Cluster 32 with a positive peak of expression at the glaucothoe stage do not have TFs with significant changes of expression (Fig. 4G). This cluster contains various processes of activation of the immune response, apparently especially important at this stage7. For cluster 8, a decrease in expression was recorded at the glaucothoe stage. The GO enrichment analysis revealed only two terms: “fatty acid elongation, saturated fatty acid” and “fatty acid elongation, monounsaturated fatty acid”, which describe metabolic processes. A decrease in gene expression of this cluster at glaucothoe probably correlates with reduced feeding at the stage. The cluster has a total of 161 sequences and Mnt TF. The Mnt antagonizes cell growth promoting functions of the product encoded by Myc42.
Partly, the glaucothoe stage, together with juvenile, is characterized by cluster 13 (Fig. 4H), inclusive 278 genes and 2 TFs (Rel and Kr-h1). There are 3 enrichment processes here: “response to starvation”, “metamorphosis”, and “response to ecdysone”. These GO terms correlate with the processes occurring at the glaucothoe stage. During this period, the larva does not feed and transforms from a planktonic form to a benthic one12. The Relish (Rel) regulates the antibacterial and antiviral response, that reflected by not significantly enriched GO terms43. The Kruppel homolog 1 (Kr-h1) plays as ecdysone-induced metamorphosis regulator as well as repressor of neurogenesis in D. melanogaster44. The latter function of Kr-h1 in P. camtschaticus correlates with the inhibition of axonogenesis processes at the glaucothoe stage (Fig. 3).

+++++

**What to produce**.
Answer from the passage on gene expression clusters:
(a) How many sequences does cluster 8 contain in total?
(b) Which two TFs does cluster 13 include?
(c) What change in form does the larva undergo during the glaucothoe period?

**Raw data**.
+++++

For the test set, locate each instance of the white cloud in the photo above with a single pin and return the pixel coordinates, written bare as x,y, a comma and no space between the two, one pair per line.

+++++

**Response below**.
(a) 161 sequences.
(b) Rel and Kr-h1.
(c) It transforms from a planktonic form to a benthic one.